— START OF Information shown —

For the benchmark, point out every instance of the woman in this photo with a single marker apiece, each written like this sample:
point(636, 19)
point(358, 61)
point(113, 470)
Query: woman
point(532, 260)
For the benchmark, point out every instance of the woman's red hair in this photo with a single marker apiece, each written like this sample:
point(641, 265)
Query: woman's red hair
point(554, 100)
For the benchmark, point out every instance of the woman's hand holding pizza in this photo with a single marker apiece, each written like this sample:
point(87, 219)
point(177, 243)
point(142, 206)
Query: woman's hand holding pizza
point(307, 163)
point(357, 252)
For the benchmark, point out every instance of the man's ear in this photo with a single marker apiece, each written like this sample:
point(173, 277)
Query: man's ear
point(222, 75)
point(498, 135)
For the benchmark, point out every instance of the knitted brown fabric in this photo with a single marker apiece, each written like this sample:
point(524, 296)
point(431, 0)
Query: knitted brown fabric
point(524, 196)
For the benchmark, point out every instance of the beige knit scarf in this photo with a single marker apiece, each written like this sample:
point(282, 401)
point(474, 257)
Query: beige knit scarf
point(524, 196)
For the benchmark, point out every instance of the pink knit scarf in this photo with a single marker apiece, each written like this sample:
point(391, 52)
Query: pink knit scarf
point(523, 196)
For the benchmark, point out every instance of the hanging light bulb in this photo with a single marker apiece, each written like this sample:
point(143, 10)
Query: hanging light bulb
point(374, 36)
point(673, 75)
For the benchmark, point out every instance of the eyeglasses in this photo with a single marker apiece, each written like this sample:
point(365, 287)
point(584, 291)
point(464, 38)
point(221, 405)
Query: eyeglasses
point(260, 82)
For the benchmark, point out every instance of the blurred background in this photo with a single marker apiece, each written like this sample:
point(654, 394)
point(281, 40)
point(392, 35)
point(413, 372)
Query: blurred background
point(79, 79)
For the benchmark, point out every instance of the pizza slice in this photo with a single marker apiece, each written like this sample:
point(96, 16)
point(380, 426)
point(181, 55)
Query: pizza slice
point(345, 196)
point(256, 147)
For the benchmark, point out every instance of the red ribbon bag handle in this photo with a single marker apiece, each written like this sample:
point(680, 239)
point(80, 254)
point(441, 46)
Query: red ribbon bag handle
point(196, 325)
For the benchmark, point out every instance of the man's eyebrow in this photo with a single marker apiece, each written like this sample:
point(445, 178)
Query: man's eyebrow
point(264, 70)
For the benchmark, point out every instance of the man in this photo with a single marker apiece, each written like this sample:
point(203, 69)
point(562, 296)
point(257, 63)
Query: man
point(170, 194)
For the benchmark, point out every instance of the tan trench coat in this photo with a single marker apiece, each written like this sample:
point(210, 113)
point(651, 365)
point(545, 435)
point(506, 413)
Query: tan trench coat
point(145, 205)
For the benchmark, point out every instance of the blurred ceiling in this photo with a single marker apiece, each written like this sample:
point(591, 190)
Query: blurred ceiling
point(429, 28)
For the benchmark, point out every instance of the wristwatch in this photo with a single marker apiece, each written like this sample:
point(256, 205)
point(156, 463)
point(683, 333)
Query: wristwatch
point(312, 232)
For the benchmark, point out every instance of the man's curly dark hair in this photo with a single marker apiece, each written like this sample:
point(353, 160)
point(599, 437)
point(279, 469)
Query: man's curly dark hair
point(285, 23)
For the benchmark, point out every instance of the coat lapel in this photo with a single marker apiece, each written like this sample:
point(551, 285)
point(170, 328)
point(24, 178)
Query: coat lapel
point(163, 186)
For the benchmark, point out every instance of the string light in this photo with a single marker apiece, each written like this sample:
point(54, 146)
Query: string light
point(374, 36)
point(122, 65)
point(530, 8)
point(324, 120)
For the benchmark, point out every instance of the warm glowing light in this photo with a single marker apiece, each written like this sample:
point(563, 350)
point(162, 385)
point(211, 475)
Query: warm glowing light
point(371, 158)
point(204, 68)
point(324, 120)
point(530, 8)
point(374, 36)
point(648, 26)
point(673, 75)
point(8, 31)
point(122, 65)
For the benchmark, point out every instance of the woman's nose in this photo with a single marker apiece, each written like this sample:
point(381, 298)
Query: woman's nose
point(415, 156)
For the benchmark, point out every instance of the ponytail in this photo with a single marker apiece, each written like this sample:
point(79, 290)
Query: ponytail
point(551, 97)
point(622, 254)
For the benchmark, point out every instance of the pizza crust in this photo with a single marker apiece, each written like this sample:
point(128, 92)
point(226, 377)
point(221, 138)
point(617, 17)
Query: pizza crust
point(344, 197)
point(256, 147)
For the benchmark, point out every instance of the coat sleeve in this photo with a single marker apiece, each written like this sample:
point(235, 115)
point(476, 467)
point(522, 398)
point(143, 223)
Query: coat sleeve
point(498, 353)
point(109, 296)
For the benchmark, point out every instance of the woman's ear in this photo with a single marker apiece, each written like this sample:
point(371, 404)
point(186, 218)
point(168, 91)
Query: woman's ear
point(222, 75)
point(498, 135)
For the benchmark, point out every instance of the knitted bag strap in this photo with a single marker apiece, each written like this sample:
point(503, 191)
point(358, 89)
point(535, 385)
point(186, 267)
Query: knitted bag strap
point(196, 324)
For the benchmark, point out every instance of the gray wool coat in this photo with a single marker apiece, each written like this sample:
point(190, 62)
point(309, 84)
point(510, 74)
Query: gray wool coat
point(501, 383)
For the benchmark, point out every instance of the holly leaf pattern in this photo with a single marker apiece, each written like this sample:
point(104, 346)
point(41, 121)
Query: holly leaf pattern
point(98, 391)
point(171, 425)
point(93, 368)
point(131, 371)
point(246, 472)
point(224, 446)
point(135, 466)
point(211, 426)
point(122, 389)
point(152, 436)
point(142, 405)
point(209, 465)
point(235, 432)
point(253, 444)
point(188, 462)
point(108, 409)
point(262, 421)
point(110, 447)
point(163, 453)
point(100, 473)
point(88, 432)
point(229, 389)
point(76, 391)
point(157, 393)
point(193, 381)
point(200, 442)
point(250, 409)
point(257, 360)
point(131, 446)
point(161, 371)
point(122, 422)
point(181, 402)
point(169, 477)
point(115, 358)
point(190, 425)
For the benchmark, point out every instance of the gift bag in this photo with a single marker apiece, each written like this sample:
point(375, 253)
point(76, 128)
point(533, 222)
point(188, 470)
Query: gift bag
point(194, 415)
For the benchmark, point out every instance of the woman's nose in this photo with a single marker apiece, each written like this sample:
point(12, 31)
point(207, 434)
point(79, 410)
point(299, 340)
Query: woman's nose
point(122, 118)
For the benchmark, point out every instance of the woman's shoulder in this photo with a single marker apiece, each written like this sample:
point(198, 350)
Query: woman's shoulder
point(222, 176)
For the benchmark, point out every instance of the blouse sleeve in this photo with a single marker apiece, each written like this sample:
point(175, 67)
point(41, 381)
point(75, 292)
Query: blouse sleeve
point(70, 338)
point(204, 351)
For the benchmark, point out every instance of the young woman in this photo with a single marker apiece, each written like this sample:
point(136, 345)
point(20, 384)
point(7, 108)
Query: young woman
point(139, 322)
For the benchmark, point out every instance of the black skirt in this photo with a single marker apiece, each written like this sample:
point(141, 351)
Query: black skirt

— END OF Information shown —

■ Directions for this task
Convert the records above into a Markdown table with the columns Number and Entry, putting each line in its own row with its row number and omitting any blank lines.

■ Exercise output
| Number | Entry |
|---|---|
| 1 | For the benchmark, point out every instance of the woman in this photo with a single marker apiece, each written like this sample: |
| 2 | point(636, 19) |
| 3 | point(358, 61) |
| 4 | point(113, 470) |
| 5 | Query: woman |
| 6 | point(532, 260) |
| 7 | For the benchmark, point out every instance of the woman's red hair in this photo with a single marker apiece, each written like this sample: |
| 8 | point(641, 265) |
| 9 | Query: woman's red hair |
| 10 | point(554, 100) |
| 11 | For the benchmark, point out every instance of the woman's hand holding pizza in this photo with a single marker apiece, each written like this sample: |
| 12 | point(87, 219) |
| 13 | point(177, 243) |
| 14 | point(142, 206) |
| 15 | Query: woman's hand holding pizza |
| 16 | point(307, 163) |
| 17 | point(357, 252) |
| 18 | For the benchmark, point out every instance of the man's ear in this photo with a single marker apiece, each written like this sample: |
| 19 | point(173, 277) |
| 20 | Query: man's ear |
| 21 | point(222, 75) |
| 22 | point(498, 135) |
| 23 | For the benchmark, point out every instance of the knitted brown fabric in this photo with a single marker apiece, each written like this sample: |
| 24 | point(524, 296) |
| 25 | point(431, 0) |
| 26 | Query: knitted brown fabric |
| 27 | point(524, 196) |
| 28 | For the benchmark, point out every instance of the beige knit scarf in this photo with a single marker apiece, each written like this sample: |
| 29 | point(282, 401) |
| 30 | point(474, 257) |
| 31 | Query: beige knit scarf |
| 32 | point(524, 196) |
| 33 | For the benchmark, point out every instance of the pink knit scarf in this photo with a single marker apiece, each written like this sample: |
| 34 | point(391, 52) |
| 35 | Query: pink knit scarf |
| 36 | point(523, 196) |
| 37 | For the benchmark, point out every instance of the hanging light bulb in this photo with a single marker apiece, each written like this sample: |
| 38 | point(143, 10) |
| 39 | Query: hanging light bulb |
| 40 | point(374, 36) |
| 41 | point(673, 75) |
| 42 | For the benchmark, point out every instance of the eyeglasses in this photo with a single marker apiece, each written like this sample: |
| 43 | point(365, 287) |
| 44 | point(584, 291) |
| 45 | point(464, 38) |
| 46 | point(221, 405) |
| 47 | Query: eyeglasses |
| 48 | point(260, 82) |
| 49 | For the benchmark, point out every instance of the blurred background in this photo with a single marker apiece, each written like this sample: |
| 50 | point(654, 394) |
| 51 | point(281, 40) |
| 52 | point(392, 35) |
| 53 | point(413, 372) |
| 54 | Query: blurred background |
| 55 | point(79, 79) |
| 56 | For the benchmark, point out every instance of the pizza slice in this photo with a single marker apiece, each written like this sample: |
| 57 | point(96, 16) |
| 58 | point(380, 426) |
| 59 | point(181, 55) |
| 60 | Query: pizza slice |
| 61 | point(345, 196) |
| 62 | point(256, 147) |
| 63 | For the benchmark, point out every instance of the red ribbon bag handle in this photo with a single marker apiece, each written like this sample: |
| 64 | point(680, 239) |
| 65 | point(80, 254) |
| 66 | point(441, 46) |
| 67 | Query: red ribbon bag handle |
| 68 | point(196, 325) |
| 69 | For the benchmark, point out every instance of the man's eyebrow in this photo with a single marker apiece, each written like this sample: |
| 70 | point(445, 178) |
| 71 | Query: man's eyebrow |
| 72 | point(264, 70) |
| 73 | For the benchmark, point out every instance of the man in this photo with a single marker apiece, each written like this sample: |
| 74 | point(203, 69) |
| 75 | point(562, 296) |
| 76 | point(257, 63) |
| 77 | Query: man |
| 78 | point(170, 194) |
| 79 | For the benchmark, point out every instance of the tan trench coat in this photo with a single marker apiece, each written like this sample: |
| 80 | point(210, 113) |
| 81 | point(651, 365) |
| 82 | point(545, 435) |
| 83 | point(506, 413) |
| 84 | Query: tan trench coat |
| 85 | point(145, 205) |
| 86 | For the benchmark, point out every instance of the blurred ceiling in this photo with a single marker apiece, each written like this sample: |
| 87 | point(591, 190) |
| 88 | Query: blurred ceiling |
| 89 | point(429, 28) |
| 90 | For the benchmark, point out every instance of the wristwatch in this photo with a single marker apiece, each written like this sample: |
| 91 | point(256, 205) |
| 92 | point(156, 463) |
| 93 | point(683, 333) |
| 94 | Query: wristwatch |
| 95 | point(312, 232) |
| 96 | For the benchmark, point out every instance of the man's curly dark hair in this photo with a single marker apiece, each written like this sample: |
| 97 | point(353, 160) |
| 98 | point(599, 437) |
| 99 | point(279, 469) |
| 100 | Query: man's curly dark hair |
| 101 | point(285, 23) |
| 102 | For the benchmark, point out every instance of the coat lapel in this photo with a single marker apiece, each written like this sample: |
| 103 | point(551, 285) |
| 104 | point(170, 328) |
| 105 | point(24, 178) |
| 106 | Query: coat lapel |
| 107 | point(163, 186) |
| 108 | For the benchmark, point out every instance of the string light in this photo with a single marker apiece, each written like this sample: |
| 109 | point(54, 146) |
| 110 | Query: string light |
| 111 | point(374, 36) |
| 112 | point(122, 65) |
| 113 | point(530, 8) |
| 114 | point(324, 120) |
| 115 | For the benchmark, point out every instance of the warm glowing light in this photo with a single marker apiece, each written like this sample: |
| 116 | point(563, 350) |
| 117 | point(162, 385) |
| 118 | point(211, 475) |
| 119 | Query: warm glowing light |
| 120 | point(371, 158) |
| 121 | point(204, 68) |
| 122 | point(324, 120) |
| 123 | point(530, 8) |
| 124 | point(374, 36) |
| 125 | point(648, 26) |
| 126 | point(673, 75) |
| 127 | point(8, 31) |
| 128 | point(122, 65) |
| 129 | For the benchmark, point out every instance of the woman's nose in this photo with a single marker apiece, each written like this sample: |
| 130 | point(381, 298) |
| 131 | Query: woman's nose |
| 132 | point(415, 156) |
| 133 | For the benchmark, point out every instance of the ponytail in this photo with a single marker apiece, each written like this sample: |
| 134 | point(79, 290) |
| 135 | Query: ponytail |
| 136 | point(551, 97) |
| 137 | point(622, 254) |
| 138 | For the benchmark, point out every instance of the pizza crust in this photo with a single marker apiece, each written like this sample: |
| 139 | point(128, 92) |
| 140 | point(226, 377) |
| 141 | point(221, 138) |
| 142 | point(617, 17) |
| 143 | Query: pizza crust |
| 144 | point(344, 197) |
| 145 | point(256, 147) |
| 146 | For the benchmark, point out every instance of the coat sleeve in this photo with a single marker apiece, each written like this sample: |
| 147 | point(235, 115) |
| 148 | point(476, 467) |
| 149 | point(522, 398) |
| 150 | point(143, 223) |
| 151 | Query: coat sleeve |
| 152 | point(498, 353) |
| 153 | point(109, 296) |
| 154 | For the benchmark, point out every instance of the woman's ear in this photo with a single marker apiece, each written like this sample: |
| 155 | point(371, 404) |
| 156 | point(186, 218) |
| 157 | point(168, 91) |
| 158 | Query: woman's ear |
| 159 | point(222, 75) |
| 160 | point(498, 135) |
| 161 | For the benchmark, point out every instance of the knitted bag strap in this photo with a single marker apiece, each written like this sample: |
| 162 | point(503, 191) |
| 163 | point(358, 89) |
| 164 | point(535, 385) |
| 165 | point(186, 267) |
| 166 | Query: knitted bag strap |
| 167 | point(196, 324) |
| 168 | For the benchmark, point out every instance of the gray wool coat in this photo with a single marker apiece, each written like this sample: |
| 169 | point(190, 62) |
| 170 | point(309, 84) |
| 171 | point(510, 74) |
| 172 | Query: gray wool coat |
| 173 | point(501, 383) |
| 174 | For the benchmark, point out every instance of the holly leaf pattern in this photo with a single marker apiece, each written like this sample: |
| 175 | point(104, 346) |
| 176 | point(41, 121) |
| 177 | Query: holly leaf pattern |
| 178 | point(98, 391) |
| 179 | point(171, 425) |
| 180 | point(93, 368) |
| 181 | point(131, 371) |
| 182 | point(246, 472) |
| 183 | point(224, 446) |
| 184 | point(135, 466) |
| 185 | point(211, 426) |
| 186 | point(122, 389) |
| 187 | point(152, 436) |
| 188 | point(142, 405) |
| 189 | point(209, 465) |
| 190 | point(235, 432) |
| 191 | point(253, 444) |
| 192 | point(188, 462) |
| 193 | point(108, 409) |
| 194 | point(262, 421) |
| 195 | point(110, 447) |
| 196 | point(163, 453) |
| 197 | point(100, 473) |
| 198 | point(88, 432) |
| 199 | point(229, 389) |
| 200 | point(76, 391) |
| 201 | point(157, 393) |
| 202 | point(193, 381) |
| 203 | point(200, 442) |
| 204 | point(250, 409) |
| 205 | point(257, 360) |
| 206 | point(131, 446) |
| 207 | point(161, 371) |
| 208 | point(122, 422) |
| 209 | point(181, 402) |
| 210 | point(169, 477) |
| 211 | point(115, 358) |
| 212 | point(190, 425) |
| 213 | For the benchmark, point out every instance of the gift bag in this photo with a single marker apiece, each written like this sample: |
| 214 | point(375, 253) |
| 215 | point(76, 128) |
| 216 | point(533, 222) |
| 217 | point(188, 470) |
| 218 | Query: gift bag |
| 219 | point(194, 415) |
| 220 | For the benchmark, point out every instance of the woman's nose in this photo with a single marker apiece, each written like this sample: |
| 221 | point(12, 31) |
| 222 | point(207, 434) |
| 223 | point(79, 410) |
| 224 | point(299, 340) |
| 225 | Query: woman's nose |
| 226 | point(122, 118) |
| 227 | For the benchmark, point out every instance of the woman's shoulder in this photo with a single marker apiece, each written like this sample: |
| 228 | point(198, 350) |
| 229 | Query: woman's shoulder |
| 230 | point(222, 176) |
| 231 | For the benchmark, point out every instance of the blouse sleeve in this photo with a single marker apiece, each written like this sample: |
| 232 | point(175, 67) |
| 233 | point(41, 381) |
| 234 | point(75, 292) |
| 235 | Query: blouse sleeve |
| 236 | point(70, 338) |
| 237 | point(204, 351) |
| 238 | For the benchmark, point out every instance of the young woman in this photo with a single marker apiece, each written like this sample: |
| 239 | point(136, 345) |
| 240 | point(20, 384) |
| 241 | point(7, 108) |
| 242 | Query: young woman |
| 243 | point(139, 322) |
| 244 | For the benchmark, point out every instance of the black skirt in this photo with a single marker apiece, each written like this sample: |
| 245 | point(141, 351) |
| 246 | Query: black skirt |